(Dataset entries)
####

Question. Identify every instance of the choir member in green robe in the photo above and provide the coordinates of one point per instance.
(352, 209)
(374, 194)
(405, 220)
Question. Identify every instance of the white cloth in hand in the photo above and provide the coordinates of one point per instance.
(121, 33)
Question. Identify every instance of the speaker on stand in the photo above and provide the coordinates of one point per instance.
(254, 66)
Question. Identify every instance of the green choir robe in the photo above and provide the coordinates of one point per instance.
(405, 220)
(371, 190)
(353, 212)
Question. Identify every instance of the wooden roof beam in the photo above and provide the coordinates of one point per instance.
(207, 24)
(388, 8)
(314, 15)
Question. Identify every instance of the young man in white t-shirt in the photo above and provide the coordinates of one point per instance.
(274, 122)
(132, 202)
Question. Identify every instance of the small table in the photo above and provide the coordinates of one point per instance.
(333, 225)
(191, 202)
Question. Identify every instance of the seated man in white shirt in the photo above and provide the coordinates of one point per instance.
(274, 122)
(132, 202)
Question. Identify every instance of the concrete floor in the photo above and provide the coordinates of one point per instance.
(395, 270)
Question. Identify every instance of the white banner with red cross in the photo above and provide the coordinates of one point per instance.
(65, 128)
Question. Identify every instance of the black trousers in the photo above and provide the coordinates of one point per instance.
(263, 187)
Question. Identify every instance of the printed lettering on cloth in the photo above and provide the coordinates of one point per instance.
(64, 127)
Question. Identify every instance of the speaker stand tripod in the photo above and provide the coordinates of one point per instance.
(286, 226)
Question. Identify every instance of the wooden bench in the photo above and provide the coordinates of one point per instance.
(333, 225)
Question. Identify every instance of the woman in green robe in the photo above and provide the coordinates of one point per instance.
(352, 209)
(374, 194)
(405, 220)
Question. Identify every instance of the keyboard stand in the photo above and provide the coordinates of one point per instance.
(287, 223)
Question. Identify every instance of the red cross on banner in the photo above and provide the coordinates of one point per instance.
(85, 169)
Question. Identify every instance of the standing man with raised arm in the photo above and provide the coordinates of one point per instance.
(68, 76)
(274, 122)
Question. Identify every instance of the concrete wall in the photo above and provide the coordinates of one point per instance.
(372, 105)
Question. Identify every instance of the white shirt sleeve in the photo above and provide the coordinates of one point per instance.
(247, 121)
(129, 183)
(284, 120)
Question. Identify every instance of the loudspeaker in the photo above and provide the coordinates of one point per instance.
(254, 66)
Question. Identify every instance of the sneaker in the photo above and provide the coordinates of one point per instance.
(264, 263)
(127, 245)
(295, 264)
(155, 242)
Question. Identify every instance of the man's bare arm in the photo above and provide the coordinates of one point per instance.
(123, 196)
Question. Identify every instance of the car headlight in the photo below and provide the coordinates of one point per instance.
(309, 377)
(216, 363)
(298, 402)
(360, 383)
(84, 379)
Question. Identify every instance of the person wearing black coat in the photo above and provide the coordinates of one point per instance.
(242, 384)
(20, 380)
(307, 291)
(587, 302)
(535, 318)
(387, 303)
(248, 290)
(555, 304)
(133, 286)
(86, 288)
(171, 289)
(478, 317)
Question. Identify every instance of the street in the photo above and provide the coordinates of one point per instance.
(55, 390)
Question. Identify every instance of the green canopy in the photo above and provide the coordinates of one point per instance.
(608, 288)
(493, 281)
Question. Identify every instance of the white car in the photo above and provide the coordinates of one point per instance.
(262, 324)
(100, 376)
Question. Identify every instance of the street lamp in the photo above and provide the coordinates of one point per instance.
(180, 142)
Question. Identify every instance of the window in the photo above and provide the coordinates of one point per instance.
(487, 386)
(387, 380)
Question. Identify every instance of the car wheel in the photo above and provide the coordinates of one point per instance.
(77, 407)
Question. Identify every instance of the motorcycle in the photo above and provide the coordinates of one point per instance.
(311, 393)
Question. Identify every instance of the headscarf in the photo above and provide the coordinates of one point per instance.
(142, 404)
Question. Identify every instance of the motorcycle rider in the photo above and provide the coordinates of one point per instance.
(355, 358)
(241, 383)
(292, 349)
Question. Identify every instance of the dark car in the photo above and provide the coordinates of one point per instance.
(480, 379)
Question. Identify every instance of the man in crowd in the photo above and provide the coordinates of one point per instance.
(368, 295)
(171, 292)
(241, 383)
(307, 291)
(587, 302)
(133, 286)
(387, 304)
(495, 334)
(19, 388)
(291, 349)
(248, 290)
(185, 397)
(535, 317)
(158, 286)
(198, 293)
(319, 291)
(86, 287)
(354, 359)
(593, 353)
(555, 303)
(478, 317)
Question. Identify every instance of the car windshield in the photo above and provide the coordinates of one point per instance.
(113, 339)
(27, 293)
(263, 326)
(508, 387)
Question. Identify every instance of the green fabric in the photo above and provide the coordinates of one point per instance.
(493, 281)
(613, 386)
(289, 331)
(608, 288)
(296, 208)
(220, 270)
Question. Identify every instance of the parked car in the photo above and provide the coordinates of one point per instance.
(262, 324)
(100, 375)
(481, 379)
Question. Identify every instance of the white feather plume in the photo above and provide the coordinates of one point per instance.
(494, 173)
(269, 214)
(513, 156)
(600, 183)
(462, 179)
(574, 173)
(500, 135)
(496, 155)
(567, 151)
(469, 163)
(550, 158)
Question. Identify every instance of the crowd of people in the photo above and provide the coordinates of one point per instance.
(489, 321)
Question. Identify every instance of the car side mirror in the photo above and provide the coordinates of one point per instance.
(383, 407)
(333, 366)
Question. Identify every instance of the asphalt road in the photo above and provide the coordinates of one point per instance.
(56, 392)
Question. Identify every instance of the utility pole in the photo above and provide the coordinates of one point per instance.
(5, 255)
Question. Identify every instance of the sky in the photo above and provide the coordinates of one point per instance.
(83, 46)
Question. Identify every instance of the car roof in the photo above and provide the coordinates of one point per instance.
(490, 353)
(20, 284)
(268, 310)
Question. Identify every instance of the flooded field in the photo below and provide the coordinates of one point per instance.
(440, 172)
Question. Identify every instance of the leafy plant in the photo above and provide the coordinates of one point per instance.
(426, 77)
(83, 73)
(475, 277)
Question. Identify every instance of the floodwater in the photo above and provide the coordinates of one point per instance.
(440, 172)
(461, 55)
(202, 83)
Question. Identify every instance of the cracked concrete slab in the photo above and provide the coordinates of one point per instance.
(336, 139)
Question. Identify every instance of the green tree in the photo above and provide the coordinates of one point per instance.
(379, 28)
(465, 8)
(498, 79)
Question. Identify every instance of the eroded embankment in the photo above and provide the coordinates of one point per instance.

####

Task details
From the data above, copy each line exactly.

Answer for the task
Question. Identify every instance of the choir member in green robe in the photo above and provide the coordinates of one point per instance.
(352, 209)
(374, 194)
(405, 220)
Question. Identify every instance of the white cloth in hand in the photo above and provide the coordinates of one point per instance.
(121, 33)
Question. Identify every instance of the speaker on stand in the photo above and provide the coordinates of one point per instance.
(254, 66)
Question. Identify every instance of the green choir robe in the photo above and provide the coordinates of one point per instance.
(405, 220)
(371, 190)
(353, 212)
Question. Identify every instance of the wooden roof beam in the photo above and provide the coordinates of one point per instance.
(207, 24)
(388, 8)
(314, 15)
Question. Identify every instance of the young man in white t-shirt in the photo above and provide the coordinates of one point per instance.
(274, 122)
(132, 202)
Question. Identify every instance of the small table in the photo above and provide the coordinates of one point per instance.
(333, 225)
(191, 202)
Question. Identify every instance of the seated man in white shirt in the photo above and provide the coordinates of one point per instance.
(274, 122)
(132, 202)
Question. Identify every instance of the concrete floor in the photo above and provide the coordinates of one point per instance.
(395, 270)
Question. Identify every instance of the white banner with red cross in the photo above and provide the coordinates of one point per instance.
(65, 128)
Question. Identify every instance of the black trousers in the photo above and provide the coordinates of one point per instance.
(263, 187)
Question. Identify every instance of the printed lettering on cloth in the photo above and provide the coordinates of one point per instance.
(64, 127)
Question. Identify every instance of the speaker stand tripod in the photo above and provide the coordinates of one point per instance.
(286, 226)
Question. Identify every instance of the wooden bench in the photo above and provide the coordinates of one point per instance.
(333, 225)
Question. Identify every instance of the woman in green robe in the photo above and provide the coordinates of one point per instance.
(352, 209)
(374, 194)
(405, 220)
Question. Identify every instance of the keyboard stand in the photo above and provide the coordinates of one point per instance.
(287, 223)
Question. Identify every instance of the red cross on banner in the photo above and provide the coordinates of one point per instance.
(85, 169)
Question. Identify every instance of the standing man with raised arm in the photo above and provide the coordinates of one point per instance.
(68, 76)
(274, 122)
Question. Identify every instance of the concrete wall in the photo above and provide the coordinates of one point per instance.
(372, 105)
Question. Identify every instance of the white shirt sleeve in the photo above and provide the coordinates of one point per instance.
(247, 121)
(129, 183)
(284, 120)
Question. Identify every instance of the loudspeaker in the photo above and provide the coordinates of one point per instance.
(254, 66)
Question. Identify every instance of the sneaker in the photo above and provide the coordinates of one point per instance.
(264, 263)
(127, 245)
(295, 264)
(155, 242)
Question. Identify every instance of the man's bare arm in the photo above and provide the coordinates of one point per instance.
(123, 196)
Question. Identify every instance of the car headlight in the photo below and provide the coordinates of one point per instance.
(309, 377)
(216, 363)
(298, 402)
(360, 383)
(84, 379)
Question. Identify every instance of the person wearing black coat in the photo above and provide the coordinates of one point per instance.
(242, 384)
(20, 380)
(307, 291)
(587, 302)
(535, 318)
(387, 303)
(248, 290)
(555, 304)
(133, 286)
(86, 288)
(171, 289)
(478, 317)
Question. Identify every instance of the street in the photo above and provide the coordinates of one point per instance.
(55, 390)
Question. Identify every instance of the green canopy in the photo above and provide the coordinates of one point per instance.
(608, 288)
(493, 281)
Question. Identify every instance of the white car in the photo above and provide the coordinates of one point per instance.
(262, 324)
(100, 376)
Question. Identify every instance of the street lamp in the photo above and provide the coordinates of one point per instance.
(180, 142)
Question. Identify every instance of the window in the photo above and provide the coordinates of one point per instance.
(487, 386)
(387, 380)
Question. Identify every instance of the car wheel in the photo above and provide the coordinates of one point per instance.
(77, 407)
Question. Identify every instance of the motorcycle in the photo above and provide the coordinates of one point per instance.
(311, 393)
Question. Identify every instance of the headscarf in the photo above and provide the coordinates of one point per instance.
(142, 404)
Question. Identify every instance of the motorcycle rider in the photo above and provide the coordinates of one point per instance.
(355, 358)
(241, 383)
(292, 349)
Question. Identify every instance of the dark car in the photo above and provide the coordinates of one point per instance.
(480, 379)
Question. Identify every instance of the man in crowd in the photo above and provide the coordinates of one point per instance.
(368, 295)
(171, 292)
(241, 383)
(307, 291)
(587, 302)
(133, 286)
(387, 304)
(495, 334)
(19, 388)
(291, 349)
(248, 290)
(185, 397)
(535, 317)
(158, 286)
(198, 293)
(319, 291)
(86, 287)
(354, 359)
(593, 353)
(555, 303)
(478, 317)
Question. Identify every instance of the car windshield in the photo above and provide the coordinates of one point per instance.
(113, 339)
(27, 293)
(263, 326)
(508, 387)
Question. Identify every instance of the green fabric in the photo above and provide the coordinates of one point per instance.
(493, 281)
(613, 386)
(289, 331)
(608, 288)
(296, 208)
(220, 270)
Question. Identify every instance of the parked car in the photo above and provide the coordinates of one point per instance.
(262, 324)
(100, 375)
(481, 379)
Question. Identify every instance of the white feather plume in the photo above and provide the coordinates of one point per instance.
(494, 173)
(269, 214)
(513, 156)
(600, 183)
(462, 179)
(574, 173)
(500, 135)
(496, 155)
(567, 151)
(469, 163)
(550, 158)
Question. Identify every instance of the crowd of people in the photo above and provide the coordinates of one point per instance.
(489, 321)
Question. Identify every instance of the car side mirror in the photo above and provide the coordinates of one point per instance.
(383, 407)
(333, 366)
Question. Identify every instance of the asphalt road in the photo above and provide the coordinates of one point per instance.
(56, 392)
Question. Identify every instance of the utility pole in the photo above and provide the coordinates of one point per instance.
(5, 255)
Question. Identify every instance of the sky in the photo above and provide the coordinates of one point per instance.
(83, 46)
Question. Identify every instance of the car roof in the photo above and provide the coordinates of one point per instance.
(490, 353)
(20, 284)
(268, 310)
Question. Identify every instance of the flooded field in the photo below and provide the coordinates of one point per instance.
(440, 172)
Question. Identify every instance of the leafy plant in the photo above and provide the coordinates of one point per instance.
(426, 77)
(83, 73)
(475, 277)
Question. Identify every instance of the floodwater in the photo above and provide the coordinates of one point per instance.
(440, 172)
(461, 55)
(202, 83)
Question. Identify every instance of the cracked concrete slab in the photo above and provide the coordinates of one point per instance.
(336, 139)
Question. Identify every instance of the green tree in the photo above and provide the coordinates of one point per instance.
(379, 28)
(465, 8)
(498, 79)
Question. Identify every instance of the eroded embankment in the photo above and provide the coordinates of one point per instance.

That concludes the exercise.